From Language to 3D Worlds: Adapting Language Models for Point Cloud Perception
摘要
评审与讨论
In this paper, they propose a simple yet effective approach, named LAMP (LAnguage Models reading Point clouds), which merely trains a small portion of parameters to align the data distribution of 3D point clouds with pretrained language models and spark the 3D perception ability of language models. Furthermore, they utilize the 3D-aware language model to simultaneously extract features of point cloud and text, which mitigates the modality gap and boosts the performance on multimodal tasks, e.g., 3D visual grounding. Extensive experiments on unimodal and multimodal tasks validate the superiority of our proposed method.
优点
-
The authors propose to adapt Language Models to tackle the point cloud perception problem, which has some originality.
-
Their method outperforms the existing baseline approaches on several benchmarks, which demonstrates the effectiveness of their proposed method.
-
The paper writing is clear and easy to follow.
缺点
This paper shares very similar spirits with many recent papers on Large (Vision) Language Models and Point Cloud Understanding:
-
Gao et al. LLaMA-Adapter V2: Parameter-Efficient Visual Instruction Model.
-
Guo et al. Point-Bind & Point-LLM: Aligning Point Cloud with Multi-modality for 3D Understanding, Generation, and Instruction Following.
Essentially, this paper and other relevant papers are trying to bind point cloud representations to Language Models via adaptation. The attention-based adaptation has also been exploited in LLaMA-Adapter V2 (Note that this paper also supports point cloud inputs).
Hence, the authors need to discuss the differences with those works and also compare their method with those methods in the experiments.
From my understanding adapting Language Models to 3D point clouds with attention is straight-forward and not that novel considering the above-mentioned literature.
In addition to the 3D object datasets, the authors also need to evaluate their method on the more realistic indoor 3D datasets such as SUN-RGBD and ScanNet.
问题
Please refer to the weaknesses.
First of all, we express our gratitude for your comprehensive review and the valuable insights you have provided. Your feedback has prompted a closer examination of our work, and we have updated our manuscript to better reflect the novelty and impact of our approach.
- Originality and Novel Contributions:
We thank the reviewer for the constructive suggestion, and we have discussed the difference between these parameter-efficient methods including LLaMa AdapterV2 and Point-Bind & Point-LLM (Sec 2.3). Furthermore, in response to your concerns about the originality of our work, we have elaborated on the distinct aspects of LAMP in Section 3.2, emphasizing its unique contributions beyond attention-based adaptation. Our approach introduces a new alignment strategy for the data distribution of 3D point clouds with language models, which is distinct from the methodologies proposed in the studies you mentioned. This strategy demonstrates a different take on how pretrained language models can be effectively applied to 3D point cloud perception tasks, especially in long-tailed and out-of-distribution problems, which has not been addressed by LLaMA-Adapter V2 or Point-Bind & Point-LLM. Meanwhile, our method achieves outstanding performance jointly learning point cloud and natural language in the 3D visual grounding. These unique contributions distinguish our method from others.

* [Problems to work on]:
[1] Reproduce the passage of the LAMP review from "Essentially, this paper" up to and including "point cloud inputs).", renaming "adaptation" as "fine-tuning" wherever it occurs.
[2] Answer these questions from the LAMP review:
(a) What does the name LAMP stand for?
(b) Which two indoor 3D datasets does the reviewer want the method evaluated on?
(c) In which section do the authors say they elaborated on the distinct aspects of LAMP?
The items that follow are not required for any of this work.

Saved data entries
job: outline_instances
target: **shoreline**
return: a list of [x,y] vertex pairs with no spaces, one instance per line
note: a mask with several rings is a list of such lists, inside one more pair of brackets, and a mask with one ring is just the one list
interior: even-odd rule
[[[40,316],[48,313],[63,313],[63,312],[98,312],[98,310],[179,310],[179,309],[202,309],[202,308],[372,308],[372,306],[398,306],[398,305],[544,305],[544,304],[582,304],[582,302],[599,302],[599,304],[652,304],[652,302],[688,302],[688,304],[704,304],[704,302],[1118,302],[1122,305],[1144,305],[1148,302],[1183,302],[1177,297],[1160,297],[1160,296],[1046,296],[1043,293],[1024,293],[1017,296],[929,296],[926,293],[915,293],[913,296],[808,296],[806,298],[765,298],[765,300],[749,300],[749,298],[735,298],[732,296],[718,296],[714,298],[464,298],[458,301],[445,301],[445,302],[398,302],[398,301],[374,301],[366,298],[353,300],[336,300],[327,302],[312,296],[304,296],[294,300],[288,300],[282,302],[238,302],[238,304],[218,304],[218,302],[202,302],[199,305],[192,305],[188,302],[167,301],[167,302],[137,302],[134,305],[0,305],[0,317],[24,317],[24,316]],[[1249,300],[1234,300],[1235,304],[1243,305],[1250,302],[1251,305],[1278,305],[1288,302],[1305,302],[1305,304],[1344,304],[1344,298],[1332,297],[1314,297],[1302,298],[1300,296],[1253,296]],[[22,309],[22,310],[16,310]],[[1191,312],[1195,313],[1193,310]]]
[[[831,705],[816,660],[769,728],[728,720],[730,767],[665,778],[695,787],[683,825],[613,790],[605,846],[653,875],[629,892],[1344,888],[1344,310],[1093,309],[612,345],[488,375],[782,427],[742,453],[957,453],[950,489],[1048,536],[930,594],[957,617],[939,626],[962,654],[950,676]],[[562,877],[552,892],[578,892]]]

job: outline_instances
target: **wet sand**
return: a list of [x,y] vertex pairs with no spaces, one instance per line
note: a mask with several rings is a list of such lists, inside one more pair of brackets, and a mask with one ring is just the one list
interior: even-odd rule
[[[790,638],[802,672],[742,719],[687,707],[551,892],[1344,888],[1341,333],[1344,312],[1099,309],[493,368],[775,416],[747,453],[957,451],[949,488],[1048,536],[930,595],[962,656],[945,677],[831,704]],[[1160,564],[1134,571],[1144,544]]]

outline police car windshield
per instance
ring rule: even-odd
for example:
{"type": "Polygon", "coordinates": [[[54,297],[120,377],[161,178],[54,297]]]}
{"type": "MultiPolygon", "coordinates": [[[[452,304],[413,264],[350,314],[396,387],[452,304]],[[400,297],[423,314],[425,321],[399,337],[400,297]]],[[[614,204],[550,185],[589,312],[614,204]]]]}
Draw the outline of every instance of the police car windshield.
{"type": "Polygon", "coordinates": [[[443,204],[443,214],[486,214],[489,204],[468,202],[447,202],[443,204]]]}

* [Exercise answers]:
[1]
Essentially, this paper and other relevant papers are trying to bind point cloud representations to Language Models via fine-tuning. The attention-based fine-tuning has also been exploited in LLaMA-Adapter V2 (Note that this paper also supports point cloud inputs).

[2]
(a) LAnguage Models reading Point clouds
(b) SUN-RGBD and ScanNet
(c) Section 3.2